-- Tareas pendientes --
1. Reproduce el fragmento del hilo sobre la fórmula de Excel comprendido entre "Ahora mismo lo" y "demasiado trabajo manual.", ambos incluidos.
2. Según el hilo sobre la fórmula de Excel, ¿qué separador usa la macro para convertir el texto en columnas?

-- Pasaje dado --
# formula que extrae varios elementos?



## Miguelsp (Apr 19, 2011)

Hola

Tengo una duda e igual me pueden ayudar

Una de mis hojas excel tiene una columna que incluye referencias con su correspondiente precio. El problema es que en una misma celda me incluye varias referencias con sus precios con lo que no puedo saber cual es el precio final del pedido. Os pongo un ejemplo

LK.A5CES.002 - 105.70, bt.A57ES.030 - 51.63
AP.A4CES.014 - 16.34
60.A56ES.003 - 21.62, 60.A589S.004 - 46.62

Como pueden ver puede ser que haya una referencia, dos, ninguna o hasta 15. No espero que haya más pero podría ser, es decir, el número de referencias no está limitado en principio.

Ahora mismo lo tengo medio arreglado con una macro que me hace un texto en columnas utilizando el espacio como separador y me elimina las columnas que contienen la referencia y el signo - . Luego elimino las , y ya me queda el coste en distintas columnas, que claro, tengo que sumar... En definitiva la macro me ayuda a limpiar pero al final me toca hacer demasiado trabajo manual.

[Filas del conjunto de datos]
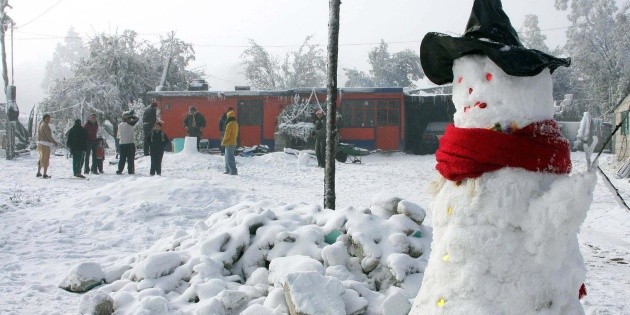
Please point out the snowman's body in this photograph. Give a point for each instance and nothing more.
(506, 241)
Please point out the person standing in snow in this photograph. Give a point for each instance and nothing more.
(100, 154)
(91, 126)
(320, 137)
(156, 140)
(44, 143)
(78, 141)
(127, 146)
(222, 123)
(229, 142)
(149, 118)
(194, 123)
(506, 208)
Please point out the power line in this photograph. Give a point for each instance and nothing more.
(37, 17)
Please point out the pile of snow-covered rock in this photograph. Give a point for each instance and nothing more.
(270, 258)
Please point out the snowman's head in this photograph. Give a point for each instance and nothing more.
(486, 97)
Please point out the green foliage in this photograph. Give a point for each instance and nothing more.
(305, 67)
(115, 72)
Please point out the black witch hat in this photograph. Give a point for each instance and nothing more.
(489, 33)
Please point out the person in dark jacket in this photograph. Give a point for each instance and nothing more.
(222, 123)
(77, 143)
(91, 126)
(149, 118)
(157, 140)
(193, 123)
(320, 137)
(126, 144)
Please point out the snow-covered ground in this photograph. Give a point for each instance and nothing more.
(47, 227)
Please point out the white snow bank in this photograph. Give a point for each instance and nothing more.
(261, 255)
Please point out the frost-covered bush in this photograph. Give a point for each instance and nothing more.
(296, 120)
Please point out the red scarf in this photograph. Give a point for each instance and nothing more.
(470, 152)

-- Soluciones --
1.
Ahora mismo lo tengo medio arreglado con una macro que me hace un texto en columnas utilizando el espacio como separador y me elimina las columnas que contienen la referencia y el signo - . Luego elimino las , y ya me queda el coste en distintas columnas, que claro, tengo que sumar... En definitiva la macro me ayuda a limpiar pero al final me toca hacer demasiado trabajo manual.

2. El espacio.